Entries for pointing and labeling
+---+

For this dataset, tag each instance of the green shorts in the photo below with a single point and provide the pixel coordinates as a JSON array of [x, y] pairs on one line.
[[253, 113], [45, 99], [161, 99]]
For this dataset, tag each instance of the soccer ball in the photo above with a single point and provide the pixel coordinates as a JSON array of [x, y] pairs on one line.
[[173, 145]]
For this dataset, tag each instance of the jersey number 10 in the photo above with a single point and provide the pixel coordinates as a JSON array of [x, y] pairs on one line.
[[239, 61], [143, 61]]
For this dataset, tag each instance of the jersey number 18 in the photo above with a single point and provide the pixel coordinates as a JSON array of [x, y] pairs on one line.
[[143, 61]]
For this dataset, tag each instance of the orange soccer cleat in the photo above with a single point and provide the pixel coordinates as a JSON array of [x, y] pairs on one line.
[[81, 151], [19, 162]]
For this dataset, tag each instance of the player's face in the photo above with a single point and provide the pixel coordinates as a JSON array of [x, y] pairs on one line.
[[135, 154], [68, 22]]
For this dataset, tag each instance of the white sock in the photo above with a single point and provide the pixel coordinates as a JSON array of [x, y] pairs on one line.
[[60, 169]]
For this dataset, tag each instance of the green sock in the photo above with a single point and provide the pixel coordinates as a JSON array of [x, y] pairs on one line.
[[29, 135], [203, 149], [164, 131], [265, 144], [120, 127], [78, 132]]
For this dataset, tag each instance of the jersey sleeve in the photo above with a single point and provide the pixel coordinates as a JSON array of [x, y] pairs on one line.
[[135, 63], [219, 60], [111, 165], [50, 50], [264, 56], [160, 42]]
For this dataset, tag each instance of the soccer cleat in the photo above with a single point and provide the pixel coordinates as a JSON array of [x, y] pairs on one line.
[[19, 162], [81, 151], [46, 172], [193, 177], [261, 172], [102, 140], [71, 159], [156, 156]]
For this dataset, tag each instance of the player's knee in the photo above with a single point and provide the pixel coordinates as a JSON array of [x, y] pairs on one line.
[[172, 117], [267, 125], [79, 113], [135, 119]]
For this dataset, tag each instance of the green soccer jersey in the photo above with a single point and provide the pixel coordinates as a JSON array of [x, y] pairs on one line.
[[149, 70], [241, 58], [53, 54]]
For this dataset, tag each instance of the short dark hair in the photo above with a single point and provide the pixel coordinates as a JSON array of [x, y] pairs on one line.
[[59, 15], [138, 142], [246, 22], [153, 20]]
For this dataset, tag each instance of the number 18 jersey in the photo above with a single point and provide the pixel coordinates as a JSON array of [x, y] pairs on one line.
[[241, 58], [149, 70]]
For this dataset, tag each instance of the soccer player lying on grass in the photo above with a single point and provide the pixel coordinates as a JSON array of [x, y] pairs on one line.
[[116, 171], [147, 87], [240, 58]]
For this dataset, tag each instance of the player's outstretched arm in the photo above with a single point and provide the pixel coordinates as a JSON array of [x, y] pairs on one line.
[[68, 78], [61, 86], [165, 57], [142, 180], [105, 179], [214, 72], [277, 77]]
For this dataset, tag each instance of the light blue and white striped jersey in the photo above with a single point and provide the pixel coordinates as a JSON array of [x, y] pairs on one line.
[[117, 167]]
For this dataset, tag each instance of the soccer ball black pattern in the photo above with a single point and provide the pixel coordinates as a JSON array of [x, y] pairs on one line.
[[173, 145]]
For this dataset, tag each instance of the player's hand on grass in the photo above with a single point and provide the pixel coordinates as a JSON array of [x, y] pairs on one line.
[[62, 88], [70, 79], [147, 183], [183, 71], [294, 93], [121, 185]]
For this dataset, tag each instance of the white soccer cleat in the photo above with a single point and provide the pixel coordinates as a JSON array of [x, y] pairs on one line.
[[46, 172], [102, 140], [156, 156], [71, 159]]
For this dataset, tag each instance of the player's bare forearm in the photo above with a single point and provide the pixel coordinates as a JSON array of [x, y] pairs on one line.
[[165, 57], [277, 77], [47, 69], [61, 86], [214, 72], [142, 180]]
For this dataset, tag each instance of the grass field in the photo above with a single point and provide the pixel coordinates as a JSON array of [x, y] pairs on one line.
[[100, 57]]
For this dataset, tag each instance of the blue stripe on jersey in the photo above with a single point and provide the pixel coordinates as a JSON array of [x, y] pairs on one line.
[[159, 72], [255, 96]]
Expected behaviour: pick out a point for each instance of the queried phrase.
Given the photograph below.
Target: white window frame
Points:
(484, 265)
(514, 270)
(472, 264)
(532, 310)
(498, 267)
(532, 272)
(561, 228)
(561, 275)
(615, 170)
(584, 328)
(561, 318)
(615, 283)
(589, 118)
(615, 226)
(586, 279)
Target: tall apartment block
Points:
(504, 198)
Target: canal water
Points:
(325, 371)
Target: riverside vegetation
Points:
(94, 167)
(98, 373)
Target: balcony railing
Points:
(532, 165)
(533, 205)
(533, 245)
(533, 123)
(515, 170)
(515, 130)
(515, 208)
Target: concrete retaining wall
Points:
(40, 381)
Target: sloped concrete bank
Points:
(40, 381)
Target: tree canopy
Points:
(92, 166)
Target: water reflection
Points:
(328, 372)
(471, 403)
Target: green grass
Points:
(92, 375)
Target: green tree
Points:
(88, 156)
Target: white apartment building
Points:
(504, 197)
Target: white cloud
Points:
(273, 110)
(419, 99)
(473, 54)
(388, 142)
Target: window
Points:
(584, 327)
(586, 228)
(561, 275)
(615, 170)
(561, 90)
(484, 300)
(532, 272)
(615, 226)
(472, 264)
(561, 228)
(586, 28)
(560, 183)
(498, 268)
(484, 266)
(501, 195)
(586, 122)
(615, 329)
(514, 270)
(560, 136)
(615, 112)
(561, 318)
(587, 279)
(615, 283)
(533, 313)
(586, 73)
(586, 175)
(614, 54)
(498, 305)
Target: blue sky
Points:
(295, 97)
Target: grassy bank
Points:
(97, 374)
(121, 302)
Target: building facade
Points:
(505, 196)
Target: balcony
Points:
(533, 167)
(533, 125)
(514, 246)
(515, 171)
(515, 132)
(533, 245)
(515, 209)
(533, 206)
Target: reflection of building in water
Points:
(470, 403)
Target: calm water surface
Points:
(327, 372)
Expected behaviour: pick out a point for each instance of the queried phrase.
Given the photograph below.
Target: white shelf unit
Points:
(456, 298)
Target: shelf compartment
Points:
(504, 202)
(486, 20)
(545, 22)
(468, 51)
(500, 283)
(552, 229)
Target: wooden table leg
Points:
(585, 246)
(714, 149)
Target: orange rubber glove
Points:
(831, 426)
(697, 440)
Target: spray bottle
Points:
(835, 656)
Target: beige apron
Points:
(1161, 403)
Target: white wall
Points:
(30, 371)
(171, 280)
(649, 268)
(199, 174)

+---+

### Description of the task
Lay out every line of the records above as a JSON list of strings, one string per line, omitting any blank lines.

### Response
[
  "For this dataset, tag each instance of the green shorts in the photo below with a single point and provide the pixel coordinates as a JSON array of [x, y] pairs on one line.",
  "[[253, 113], [45, 99], [161, 99]]",
  "For this dataset, tag each instance of the soccer ball in the photo above with a single point and provide the pixel coordinates as a JSON array of [x, y] pairs on one line.",
  "[[173, 145]]",
  "For this dataset, tag each instance of the jersey number 10 in the photo above with a single point and provide the pixel coordinates as a JSON array of [x, y] pairs on one line.",
  "[[239, 61], [143, 61]]",
  "For this dataset, tag each instance of the jersey number 18 in the photo above with a single point and provide the pixel coordinates as a JSON array of [x, y] pairs on one line.",
  "[[143, 61]]",
  "For this dataset, tag each instance of the orange soccer cleat in the photo above with a single point and provide the pixel coordinates as a JSON array of [x, y] pairs on one line.",
  "[[81, 151], [19, 162]]",
  "For this dataset, tag each instance of the player's face in the photo above with a single point and provide the pixel coordinates as a JSON array of [x, y] pairs on one line.",
  "[[135, 154], [68, 22]]",
  "For this dataset, tag each instance of the white sock in the photo above with a single point and provide the pixel coordinates as a JSON array of [x, y] pairs on one line.",
  "[[60, 169]]",
  "For this dataset, tag each instance of the green sock in the photo above with a single point and provide the pixel coordinates as a JSON array of [x, y] pairs on one line.",
  "[[29, 135], [203, 149], [164, 131], [265, 144], [120, 127], [78, 132]]",
  "For this dataset, tag each instance of the jersey sleeve in the photo above with a single point and provide the pixel coordinates as a JSON array of [x, y] pairs on one line.",
  "[[135, 63], [219, 60], [111, 165], [50, 50], [264, 56], [160, 42]]",
  "For this dataset, tag each instance of the soccer cleat in the photo above with a single point and provide the pixel coordinates as a JSON array of [x, y] pairs on one line.",
  "[[19, 162], [81, 151], [46, 172], [193, 177], [261, 172], [102, 140], [71, 159], [156, 156]]",
  "For this dataset, tag each instance of the player's knee in the photo above with a single point and provide the pixel coordinates as a JSON array of [x, y] pairs on one line.",
  "[[172, 117], [267, 125], [79, 113], [135, 119]]",
  "For this dataset, tag each instance of the green soccer jersey in the photo above with a single point and provide the pixel coordinates as a JSON array of [x, y] pairs on one line.",
  "[[149, 70], [241, 58], [53, 54]]",
  "For this dataset, tag each instance of the short dark hair in the photo above with a single point and provide the pixel coordinates as a JSON array of [x, y] pairs on one line.",
  "[[59, 15], [138, 142], [246, 22], [153, 20]]",
  "For this dataset, tag each instance of the number 18 jersey in the photo above with a single point and provide the pixel coordinates as a JSON array of [x, y] pairs on one line.",
  "[[241, 58], [149, 70]]",
  "For this dataset, tag each instance of the soccer player lying on grass in the photo above with a single point and provide the pixel coordinates as a JSON array of [x, y] pairs on one line.",
  "[[116, 171], [147, 87], [240, 58]]",
  "For this dataset, tag each instance of the player's outstretched arm in the photo above with a single point and provide the pixel coordinates as a JSON array of [x, y] pairs on one line.",
  "[[68, 78], [61, 86], [165, 57], [142, 180], [105, 179], [214, 72], [277, 77]]",
  "For this dataset, tag each instance of the light blue and white striped jersey in the photo above with a single point and provide the pixel coordinates as a JSON array of [x, y] pairs on one line.",
  "[[117, 167]]",
  "For this dataset, tag each instance of the soccer ball black pattern in the photo above with a single point and provide the pixel coordinates as a JSON array of [x, y] pairs on one line.",
  "[[173, 145]]",
  "For this dataset, tag each instance of the player's hand on grass in the photo above with a single point and provide the pixel coordinates as a JSON array of [x, y] pairs on one line.",
  "[[62, 88], [70, 79], [147, 183], [183, 71], [294, 93], [121, 185]]",
  "For this dataset, tag each instance of the white soccer cleat in the photo above with a single point and provide the pixel coordinates as a JSON array of [x, y] pairs on one line.",
  "[[46, 172], [102, 140], [156, 156], [71, 159]]",
  "For this dataset, tag each instance of the player's bare forearm in the photo above with a single point and provide the pixel coordinates as a JSON array of [x, y] pairs on one line.",
  "[[165, 57], [277, 77], [47, 69], [61, 86], [214, 72], [142, 180]]",
  "For this dataset, tag each instance of the grass field in the photo above with a single point and provide the pixel coordinates as a JSON array of [x, y] pairs on one line.",
  "[[100, 57]]",
  "For this dataset, tag each instance of the blue stripe on jersey in the photo above with a single point and provide the pixel coordinates as a JSON array of [x, y] pairs on one line.",
  "[[159, 72], [255, 96]]",
  "Expected behaviour: pick out a point for each instance of the queried phrase.",
  "Given the photograph below.",
  "Target: white window frame",
  "Points:",
  "(484, 265)",
  "(514, 270)",
  "(472, 264)",
  "(532, 310)",
  "(498, 267)",
  "(532, 272)",
  "(561, 228)",
  "(561, 275)",
  "(615, 170)",
  "(584, 328)",
  "(561, 318)",
  "(615, 283)",
  "(589, 118)",
  "(615, 226)",
  "(586, 279)",
  "Target: tall apartment block",
  "Points:",
  "(504, 198)",
  "Target: canal water",
  "Points:",
  "(325, 371)",
  "Target: riverside vegetation",
  "Points:",
  "(94, 167)",
  "(98, 373)",
  "Target: balcony railing",
  "Points:",
  "(532, 165)",
  "(533, 205)",
  "(533, 245)",
  "(533, 123)",
  "(515, 170)",
  "(515, 130)",
  "(515, 208)",
  "Target: concrete retaining wall",
  "Points:",
  "(40, 381)",
  "Target: sloped concrete bank",
  "Points:",
  "(40, 381)",
  "Target: tree canopy",
  "Points:",
  "(92, 166)",
  "Target: water reflection",
  "Points:",
  "(328, 372)",
  "(471, 403)",
  "Target: green grass",
  "Points:",
  "(92, 375)",
  "Target: green tree",
  "Points:",
  "(88, 156)",
  "Target: white apartment building",
  "Points:",
  "(504, 197)",
  "Target: white cloud",
  "Points:",
  "(273, 110)",
  "(419, 99)",
  "(473, 54)",
  "(388, 142)",
  "Target: window",
  "Points:",
  "(584, 327)",
  "(586, 228)",
  "(561, 275)",
  "(615, 170)",
  "(561, 90)",
  "(484, 300)",
  "(532, 272)",
  "(615, 226)",
  "(472, 264)",
  "(561, 228)",
  "(586, 28)",
  "(560, 183)",
  "(498, 268)",
  "(484, 266)",
  "(501, 195)",
  "(586, 122)",
  "(615, 329)",
  "(514, 270)",
  "(560, 136)",
  "(615, 112)",
  "(561, 318)",
  "(587, 279)",
  "(615, 283)",
  "(533, 313)",
  "(586, 73)",
  "(586, 175)",
  "(614, 54)",
  "(498, 305)",
  "Target: blue sky",
  "Points:",
  "(295, 97)",
  "Target: grassy bank",
  "Points:",
  "(97, 374)",
  "(121, 302)",
  "Target: building facade",
  "Points:",
  "(505, 196)",
  "Target: balcony",
  "Points:",
  "(533, 167)",
  "(533, 125)",
  "(514, 246)",
  "(515, 171)",
  "(515, 132)",
  "(533, 245)",
  "(515, 209)",
  "(533, 206)",
  "Target: reflection of building in water",
  "Points:",
  "(470, 403)",
  "Target: calm water surface",
  "Points:",
  "(327, 372)",
  "Expected behaviour: pick out a point for each instance of the queried phrase.",
  "Given the photograph below.",
  "Target: white shelf unit",
  "Points:",
  "(456, 298)",
  "Target: shelf compartment",
  "Points:",
  "(504, 202)",
  "(486, 20)",
  "(545, 22)",
  "(468, 51)",
  "(500, 283)",
  "(552, 229)",
  "Target: wooden table leg",
  "Points:",
  "(585, 246)",
  "(714, 149)",
  "Target: orange rubber glove",
  "Points:",
  "(831, 426)",
  "(697, 440)",
  "Target: spray bottle",
  "Points:",
  "(835, 656)",
  "Target: beige apron",
  "Points:",
  "(1161, 403)",
  "Target: white wall",
  "Points:",
  "(30, 371)",
  "(171, 280)",
  "(649, 268)",
  "(199, 174)"
]